Using the data below, return all lines in which "task" appears.

== Supplied material ==

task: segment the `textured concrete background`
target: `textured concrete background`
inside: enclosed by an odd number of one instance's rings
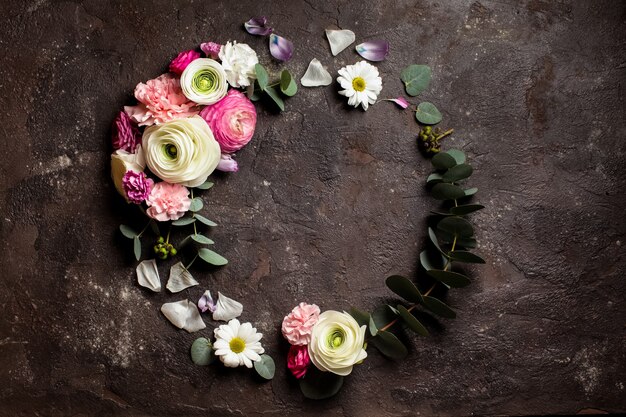
[[[109,180],[110,123],[135,84],[200,42],[248,42],[269,16],[287,67],[336,71],[327,27],[385,38],[382,97],[433,68],[422,95],[454,127],[487,209],[488,264],[450,293],[459,317],[408,336],[400,364],[375,350],[339,396],[302,398],[283,366],[282,317],[299,301],[371,308],[384,278],[415,275],[425,219],[412,114],[348,109],[336,85],[260,108],[241,170],[215,178],[205,213],[231,263],[194,267],[178,296],[137,286]],[[503,415],[626,411],[626,6],[615,1],[4,1],[0,6],[0,415]],[[147,246],[147,242],[146,242]],[[165,275],[166,267],[162,268]],[[159,312],[205,288],[245,306],[276,378],[194,366]]]

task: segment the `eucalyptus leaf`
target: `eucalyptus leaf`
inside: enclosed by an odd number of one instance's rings
[[[161,231],[159,230],[159,225],[154,221],[154,220],[150,220],[150,228],[152,229],[152,233],[154,233],[157,236],[161,235]]]
[[[430,298],[430,297],[429,297]],[[428,336],[428,330],[422,323],[419,322],[418,319],[415,318],[413,314],[403,305],[398,305],[398,312],[402,320],[406,323],[409,329],[413,330],[415,333],[420,336]]]
[[[288,97],[298,92],[298,85],[291,76],[291,73],[287,70],[283,70],[280,73],[280,91]]]
[[[367,325],[369,332],[372,336],[376,336],[378,334],[378,326],[374,323],[374,318],[370,316],[370,322]]]
[[[408,278],[401,275],[392,275],[385,280],[387,287],[412,303],[419,303],[422,301],[422,294]]]
[[[285,102],[280,97],[280,95],[278,94],[278,91],[276,91],[274,87],[265,87],[263,91],[265,91],[267,95],[270,96],[270,98],[274,101],[274,103],[276,103],[276,105],[281,111],[285,110]]]
[[[124,237],[127,237],[128,239],[134,239],[137,236],[137,232],[125,224],[120,224],[120,232],[122,232]]]
[[[195,240],[198,243],[201,243],[203,245],[212,245],[215,242],[213,242],[211,239],[209,239],[208,237],[201,235],[201,234],[193,234],[190,236],[193,240]]]
[[[445,266],[447,259],[441,254],[441,252],[429,252],[423,250],[420,253],[420,264],[426,271],[431,269],[441,269]]]
[[[204,203],[202,202],[202,199],[199,197],[196,197],[193,200],[191,200],[189,211],[193,211],[193,212],[200,211],[202,210],[203,206],[204,206]]]
[[[469,178],[472,175],[471,165],[458,164],[450,168],[445,174],[443,174],[443,180],[445,182],[457,182]]]
[[[376,337],[370,339],[380,353],[394,360],[404,359],[409,354],[406,346],[396,335],[388,331],[379,331]]]
[[[267,74],[267,70],[261,64],[254,65],[254,72],[256,74],[256,80],[259,83],[259,87],[261,90],[265,90],[267,84],[269,83],[269,75]]]
[[[472,237],[474,235],[472,224],[459,216],[441,219],[437,223],[437,229],[458,237]]]
[[[450,209],[450,213],[457,216],[464,216],[466,214],[473,213],[478,210],[484,209],[485,206],[482,204],[465,204],[461,206],[452,207]]]
[[[457,164],[465,163],[465,153],[463,151],[460,151],[458,149],[450,149],[444,153],[447,153],[448,155],[452,156],[456,160]]]
[[[442,119],[441,112],[433,103],[424,101],[417,106],[415,118],[424,125],[436,125]]]
[[[207,366],[215,361],[215,352],[211,341],[199,337],[191,344],[191,360],[196,365]]]
[[[374,320],[377,328],[382,329],[398,317],[391,308],[391,306],[383,304],[372,312],[372,320]]]
[[[204,216],[202,216],[202,215],[200,215],[200,214],[198,214],[198,213],[195,213],[195,214],[194,214],[194,217],[195,217],[195,218],[196,218],[196,219],[197,219],[200,223],[206,224],[207,226],[211,226],[211,227],[217,226],[217,223],[215,223],[215,222],[214,222],[214,221],[212,221],[212,220],[207,219],[206,217],[204,217]]]
[[[456,246],[465,249],[474,249],[476,247],[476,239],[473,237],[459,238],[456,240]]]
[[[468,277],[458,272],[444,271],[441,269],[431,269],[426,271],[428,275],[435,278],[437,281],[441,281],[446,285],[454,288],[466,287],[471,283]]]
[[[441,155],[441,154],[437,154]],[[435,155],[436,156],[436,155]],[[443,181],[443,175],[433,172],[426,178],[426,185],[438,184]]]
[[[439,246],[439,241],[437,240],[437,235],[435,234],[435,231],[432,228],[430,228],[430,227],[428,228],[428,237],[430,238],[430,241],[433,242],[433,245],[435,245],[437,250],[442,255],[445,255],[444,251],[441,250],[441,246]]]
[[[474,195],[477,192],[478,192],[478,188],[475,188],[475,187],[474,188],[468,188],[467,190],[464,191],[466,197]]]
[[[254,362],[254,370],[257,374],[261,375],[261,378],[268,381],[274,378],[276,373],[276,364],[274,359],[270,355],[261,355],[261,360]]]
[[[464,250],[455,250],[450,252],[450,257],[453,261],[465,262],[469,264],[484,264],[485,260],[480,256],[473,254],[472,252]]]
[[[433,166],[436,169],[443,170],[443,169],[449,169],[455,166],[456,159],[454,159],[452,155],[449,155],[445,152],[440,152],[437,155],[432,157],[432,159],[430,160],[430,163],[433,164]],[[443,179],[443,176],[441,176],[441,178]]]
[[[193,217],[181,217],[178,220],[174,220],[172,222],[172,226],[187,226],[188,224],[191,224],[195,221],[196,219],[194,219]]]
[[[300,379],[300,391],[311,400],[324,400],[337,394],[343,386],[343,377],[332,372],[322,372],[310,367]]]
[[[457,200],[465,197],[465,192],[461,187],[454,184],[447,184],[445,182],[435,184],[431,190],[431,194],[433,198],[437,200]]]
[[[135,259],[141,259],[141,240],[139,240],[139,236],[133,238],[133,250],[135,252]]]
[[[424,297],[423,305],[438,316],[448,319],[456,318],[456,313],[454,312],[454,310],[452,310],[446,305],[446,303],[439,300],[438,298],[426,296]]]
[[[359,323],[359,326],[369,326],[370,324],[370,315],[365,311],[361,311],[358,308],[352,307],[350,308],[350,315]]]
[[[228,263],[228,260],[224,258],[222,255],[216,252],[213,252],[212,250],[207,249],[207,248],[200,248],[198,250],[198,256],[204,262],[209,263],[211,265],[221,266],[221,265],[226,265]]]
[[[213,187],[213,183],[210,181],[206,181],[203,182],[202,184],[198,185],[196,188],[200,189],[200,190],[208,190],[209,188]]]
[[[400,73],[406,93],[412,97],[426,90],[431,76],[432,71],[428,65],[409,65]]]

===

◆ Answer space:
task: segment the `textured concrete background`
task: segment the `eucalyptus leaf`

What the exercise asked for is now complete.